### [WHAT NEEDS TO BE DONE]
Wherever the string "camouflage" turns up in the data, copy the whole line.

===== RECORDS PROVIDED

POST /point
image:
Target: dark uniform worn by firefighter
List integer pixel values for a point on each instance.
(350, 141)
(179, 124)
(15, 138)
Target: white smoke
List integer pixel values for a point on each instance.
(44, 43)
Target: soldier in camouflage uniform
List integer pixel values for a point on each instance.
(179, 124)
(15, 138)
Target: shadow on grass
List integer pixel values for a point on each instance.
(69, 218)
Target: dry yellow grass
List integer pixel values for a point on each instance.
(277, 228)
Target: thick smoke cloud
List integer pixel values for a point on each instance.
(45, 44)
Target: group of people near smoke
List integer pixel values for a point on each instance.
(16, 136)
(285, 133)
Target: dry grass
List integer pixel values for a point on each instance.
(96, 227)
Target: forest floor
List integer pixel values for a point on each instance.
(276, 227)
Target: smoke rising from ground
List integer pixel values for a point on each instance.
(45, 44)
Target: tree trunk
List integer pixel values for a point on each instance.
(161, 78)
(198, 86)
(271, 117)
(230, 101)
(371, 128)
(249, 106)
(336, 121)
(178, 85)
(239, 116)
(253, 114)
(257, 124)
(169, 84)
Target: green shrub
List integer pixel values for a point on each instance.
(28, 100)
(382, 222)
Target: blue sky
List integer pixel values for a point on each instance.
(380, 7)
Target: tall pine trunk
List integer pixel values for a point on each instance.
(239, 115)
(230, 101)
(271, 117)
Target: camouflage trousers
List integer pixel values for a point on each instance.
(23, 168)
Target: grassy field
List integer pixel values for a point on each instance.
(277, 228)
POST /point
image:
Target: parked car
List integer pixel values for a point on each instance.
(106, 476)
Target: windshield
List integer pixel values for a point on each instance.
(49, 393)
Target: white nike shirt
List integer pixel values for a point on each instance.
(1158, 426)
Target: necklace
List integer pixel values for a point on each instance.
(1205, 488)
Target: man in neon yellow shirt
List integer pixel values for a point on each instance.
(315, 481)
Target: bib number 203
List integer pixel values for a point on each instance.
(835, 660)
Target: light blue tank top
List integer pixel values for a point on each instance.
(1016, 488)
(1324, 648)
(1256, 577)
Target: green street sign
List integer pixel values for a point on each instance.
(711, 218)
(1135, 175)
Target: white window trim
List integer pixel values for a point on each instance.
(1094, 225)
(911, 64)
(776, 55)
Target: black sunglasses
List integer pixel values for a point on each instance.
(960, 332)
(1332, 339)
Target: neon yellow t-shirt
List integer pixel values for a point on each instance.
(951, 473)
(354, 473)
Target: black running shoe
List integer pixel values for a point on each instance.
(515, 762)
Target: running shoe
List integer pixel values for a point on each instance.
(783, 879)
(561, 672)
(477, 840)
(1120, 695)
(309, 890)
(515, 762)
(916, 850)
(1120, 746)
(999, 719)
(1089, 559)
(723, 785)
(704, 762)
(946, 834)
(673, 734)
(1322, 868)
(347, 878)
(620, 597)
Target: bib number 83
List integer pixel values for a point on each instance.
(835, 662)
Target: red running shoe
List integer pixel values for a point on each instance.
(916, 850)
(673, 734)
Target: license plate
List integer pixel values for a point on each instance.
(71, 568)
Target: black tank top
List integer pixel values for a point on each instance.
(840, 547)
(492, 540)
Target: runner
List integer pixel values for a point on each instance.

==========

### [EXPECTED ANSWER]
Target: soldier in camouflage uniform
Target: camouflage trousers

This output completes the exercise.